ЗАДАНИЯ:
1. Как будет выглядеть отрывок о новом руководстве, начиная со слов «Мы договорились в» и заканчивая словами «талантливым, инициативным человеком.», если заменить «рослый, красивый парень» на «высокий, статный парень»?
2. Перепечатайте без единого изменения записи, начиная со строки, в которой есть «of the cobblestone», и заканчивая самым концом записей, включая обе границы.

ТЕКСТ ОТРЫВКА:
------------------------------------
Мы договорились в две минуты. А через несколько дней я знал и третьего члена нового руководства, который связался с Зикой еще в мае. Это был Гонза Чёрный, рослый, красивый парень, на редкость хороший товарищ. Он сражался в Испании и вернулся оттуда с простреленным легким уже во время войны через нацистскую Германию; в нем осталось кое-что от солдата, кроме того, он обладал богатым опытом подпольной работы и был талантливым, инициативным человеком.
   Месяцы напряженной борьбы крепко спаяли нас. Мы дополняли друг друга как характерами, так и своими способностями. Зика – организатор, деловитый и педантически точный, которому нельзя было пустить пыль в глаза; он тщательно проверял всякое сообщение, добираясь до сути дела, всесторонне рассматривал каждое предложение и деликатно, но настойчиво следил за выполнением любого нашего решения. Черный, руководивший саботажем и подготовкой к вооруженной борьбе, мыслил как военный человек; он был чужд всякой мелочности, отличался большим размахом, неукротимостью и находчивостью; ему всегда везло при поисках новых форм работы и новых людей. И я – агитпропщик, журналист, полагающийся на свой нюх, немного фантазер с долей критицизма – для равновесия.
------------------------------------
ИСХОДНЫЕ ЗАПИСИ:
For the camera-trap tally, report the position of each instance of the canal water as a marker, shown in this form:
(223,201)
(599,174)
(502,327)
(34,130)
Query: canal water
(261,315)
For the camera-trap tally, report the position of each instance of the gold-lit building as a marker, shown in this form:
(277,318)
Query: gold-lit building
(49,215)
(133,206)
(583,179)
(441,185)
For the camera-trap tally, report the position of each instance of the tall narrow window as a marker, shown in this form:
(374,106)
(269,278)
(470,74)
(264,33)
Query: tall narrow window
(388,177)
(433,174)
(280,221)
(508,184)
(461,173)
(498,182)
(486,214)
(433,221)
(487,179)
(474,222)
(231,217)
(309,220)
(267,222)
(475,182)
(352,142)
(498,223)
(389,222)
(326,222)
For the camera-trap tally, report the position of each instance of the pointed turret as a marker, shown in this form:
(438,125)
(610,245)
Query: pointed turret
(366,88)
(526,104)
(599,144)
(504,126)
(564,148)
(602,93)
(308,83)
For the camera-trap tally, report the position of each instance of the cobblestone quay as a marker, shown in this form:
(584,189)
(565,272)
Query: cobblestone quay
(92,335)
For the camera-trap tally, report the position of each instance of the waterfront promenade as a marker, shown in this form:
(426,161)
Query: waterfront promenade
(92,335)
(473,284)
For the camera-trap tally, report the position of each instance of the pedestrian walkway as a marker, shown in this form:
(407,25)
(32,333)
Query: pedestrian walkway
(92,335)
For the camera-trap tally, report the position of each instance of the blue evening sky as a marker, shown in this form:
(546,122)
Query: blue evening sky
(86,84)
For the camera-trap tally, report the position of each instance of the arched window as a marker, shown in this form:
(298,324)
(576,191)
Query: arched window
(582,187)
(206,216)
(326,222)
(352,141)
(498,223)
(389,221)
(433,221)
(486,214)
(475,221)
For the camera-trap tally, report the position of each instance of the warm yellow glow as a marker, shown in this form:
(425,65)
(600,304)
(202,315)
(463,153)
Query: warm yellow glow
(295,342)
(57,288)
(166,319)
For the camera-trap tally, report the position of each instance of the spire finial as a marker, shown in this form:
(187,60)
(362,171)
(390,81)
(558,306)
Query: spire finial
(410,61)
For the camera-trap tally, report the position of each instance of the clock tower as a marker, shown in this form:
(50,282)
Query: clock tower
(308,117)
------------------------------------
РАЗБОР РЕШЕНИЙ:
1.
Мы договорились в две минуты. А через несколько дней я знал и третьего члена нового руководства, который связался с Зикой еще в мае. Это был Гонза Чёрный, высокий, статный парень, на редкость хороший товарищ. Он сражался в Испании и вернулся оттуда с простреленным легким уже во время войны через нацистскую Германию; в нем осталось кое-что от солдата, кроме того, он обладал богатым опытом подпольной работы и был талантливым, инициативным человеком.

2.
For the camera-trap tally, report the position of each instance of the cobblestone quay as a marker, shown in this form:
(584,189)
(565,272)
Query: cobblestone quay
(92,335)
For the camera-trap tally, report the position of each instance of the waterfront promenade as a marker, shown in this form:
(426,161)
Query: waterfront promenade
(92,335)
(473,284)
For the camera-trap tally, report the position of each instance of the pedestrian walkway as a marker, shown in this form:
(407,25)
(32,333)
Query: pedestrian walkway
(92,335)
For the camera-trap tally, report the position of each instance of the blue evening sky as a marker, shown in this form:
(546,122)
Query: blue evening sky
(86,84)
For the camera-trap tally, report the position of each instance of the arched window as a marker, shown in this form:
(298,324)
(576,191)
Query: arched window
(582,187)
(206,216)
(326,222)
(352,141)
(498,223)
(389,221)
(433,221)
(486,214)
(475,221)
For the camera-trap tally, report the position of each instance of the warm yellow glow as a marker, shown in this form:
(425,65)
(600,304)
(202,315)
(463,153)
Query: warm yellow glow
(295,342)
(57,288)
(166,319)
For the camera-trap tally, report the position of each instance of the spire finial as a marker, shown in this form:
(187,60)
(362,171)
(390,81)
(558,306)
Query: spire finial
(410,61)
For the camera-trap tally, report the position of each instance of the clock tower as a marker, shown in this form:
(50,282)
Query: clock tower
(308,117)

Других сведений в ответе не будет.